▶ _TEXTO DE LECTURA_:
====
Neuschwanstein, nuevo cisne de piedra.

Los que nos movemos bajo la mirada de María, la Madre de Jesús de Nazaret y Madre nuestra, y lo hacemos acompañados por Don Bosco, nos alegra verla, tal como figura en su Basílica de Turín, en el castillo de Neuschanstein, “nuevo cisne de piedra”, de Luis II de Baviera. De los tres castillos que Luis II quiso erigir, Lindenhorf, Herrenshiemsee y Neuschwanstein, prefirió este último. Se comenta que Walt Disney se inspiró en él para el que regaló a la “Bella durmiente”. Y a él dedicó Luis II todo su cuidado y en él residió más asidua y largamente. Bajo su sombra murió, ahogado en el lago Starnberg, a los cuarenta años en 1886. 
Su vida fue difícil. En su diario se refería a su esfuerzo diario por ser fiel a su fe católica y por desempeñar su servicio a Baviera como príncipe bávaro de la Casa de Wittelesbach y rey de Baviera. Había animado y había sido mecenas durante un cierto tiempo de Richard Wagner y apoyó para ello la construcción del teatro de Bayreuth donde, como es bien sabido, se siguen presentando anualmente obras del gran compositor.
====
▶ _MATERIAL PROPORCIONADO_:
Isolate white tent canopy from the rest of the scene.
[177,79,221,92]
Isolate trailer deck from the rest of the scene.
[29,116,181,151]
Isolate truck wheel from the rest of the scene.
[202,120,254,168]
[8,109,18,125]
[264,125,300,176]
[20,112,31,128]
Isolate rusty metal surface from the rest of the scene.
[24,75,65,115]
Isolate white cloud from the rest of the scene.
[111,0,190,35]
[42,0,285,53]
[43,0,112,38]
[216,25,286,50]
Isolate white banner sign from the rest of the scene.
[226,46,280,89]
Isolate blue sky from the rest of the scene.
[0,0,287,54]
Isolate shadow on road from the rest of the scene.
====
▶ _EJERCICIO_:
Traduzca al inglés, por favor, esta oración del texto sobre el castillo de Neuschwanstein: "Había animado y había sido mecenas durante un cierto tiempo de Richard Wagner y apoyó para ello la construcción del teatro de Bayreuth donde, como es bien sabido, se siguen presentando anualmente obras del gran compositor."

▶ _PROBLEMA RESUELTO_:
For a time he had encouraged Richard Wagner and been his patron, and to that end he supported the construction of the Bayreuth theater, where, as is well known, works by the great composer are still performed every year.